[Pointing dataset records]
·····

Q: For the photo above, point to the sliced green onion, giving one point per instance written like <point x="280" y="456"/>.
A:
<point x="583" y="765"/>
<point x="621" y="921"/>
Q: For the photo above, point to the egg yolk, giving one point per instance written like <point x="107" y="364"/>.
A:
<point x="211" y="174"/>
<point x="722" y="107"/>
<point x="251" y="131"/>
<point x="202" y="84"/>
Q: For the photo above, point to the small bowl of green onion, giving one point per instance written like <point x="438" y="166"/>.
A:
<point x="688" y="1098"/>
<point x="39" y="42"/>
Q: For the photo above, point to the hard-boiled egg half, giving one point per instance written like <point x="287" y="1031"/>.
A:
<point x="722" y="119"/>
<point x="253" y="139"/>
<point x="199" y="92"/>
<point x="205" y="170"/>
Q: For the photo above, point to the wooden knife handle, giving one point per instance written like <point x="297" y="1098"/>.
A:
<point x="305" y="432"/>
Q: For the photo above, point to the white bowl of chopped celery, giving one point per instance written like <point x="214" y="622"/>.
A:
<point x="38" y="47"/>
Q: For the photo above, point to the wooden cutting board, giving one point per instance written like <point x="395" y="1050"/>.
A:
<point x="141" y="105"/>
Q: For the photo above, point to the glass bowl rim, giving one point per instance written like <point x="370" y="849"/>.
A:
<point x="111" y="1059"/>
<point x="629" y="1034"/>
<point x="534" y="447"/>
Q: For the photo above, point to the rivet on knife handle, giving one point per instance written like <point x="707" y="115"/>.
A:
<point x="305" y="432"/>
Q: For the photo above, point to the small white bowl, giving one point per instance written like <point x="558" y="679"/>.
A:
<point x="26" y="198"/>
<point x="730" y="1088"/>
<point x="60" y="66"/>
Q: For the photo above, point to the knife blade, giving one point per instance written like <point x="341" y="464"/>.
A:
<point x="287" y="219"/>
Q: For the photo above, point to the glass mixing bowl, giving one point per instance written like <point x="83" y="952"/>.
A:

·····

# Work to complete
Without leaving anything out, give the entries again exactly.

# Output for this task
Q: For the photo above, point to the sliced green onion, giving one point per instance written like <point x="280" y="456"/>.
A:
<point x="583" y="765"/>
<point x="621" y="921"/>
Q: For the photo above, point to the egg yolk, giving one point per instance written like <point x="107" y="364"/>.
A:
<point x="211" y="174"/>
<point x="722" y="107"/>
<point x="251" y="131"/>
<point x="202" y="84"/>
Q: For the photo above, point to the small bowl of green onion, giving one point per instance written like <point x="438" y="166"/>.
A:
<point x="688" y="1098"/>
<point x="39" y="42"/>
Q: For the photo above, point to the hard-boiled egg half, giving one point per instance written like <point x="287" y="1031"/>.
A:
<point x="722" y="119"/>
<point x="253" y="139"/>
<point x="199" y="92"/>
<point x="205" y="170"/>
Q: For the photo above, point to the wooden knife handle, giving one point per instance written like <point x="297" y="1098"/>.
A:
<point x="305" y="432"/>
Q: For the photo above, point to the white bowl of chopped celery, giving one point per instance written like <point x="214" y="622"/>.
A:
<point x="38" y="47"/>
Q: For the photo above, point to the wooden cutting board, giving one point per instance written like <point x="395" y="1050"/>.
A:
<point x="141" y="105"/>
Q: For the photo above, point to the glass bowl rim, giving one point per instance written like <point x="370" y="849"/>.
A:
<point x="111" y="1059"/>
<point x="629" y="1034"/>
<point x="534" y="447"/>
Q: For the photo above, point to the rivet on knife handle, giving one point per instance written like <point x="707" y="115"/>.
A:
<point x="305" y="432"/>
Q: For the photo above, point to the small white bowl, giving one point per instance written like <point x="558" y="679"/>.
A:
<point x="26" y="198"/>
<point x="730" y="1088"/>
<point x="60" y="66"/>
Q: For the photo above, point to the knife blade, giving one point per instance written like <point x="341" y="464"/>.
A:
<point x="287" y="219"/>
Q: For the photo above, point to the glass mixing bowl, giving one point per instance written like <point x="83" y="952"/>.
A:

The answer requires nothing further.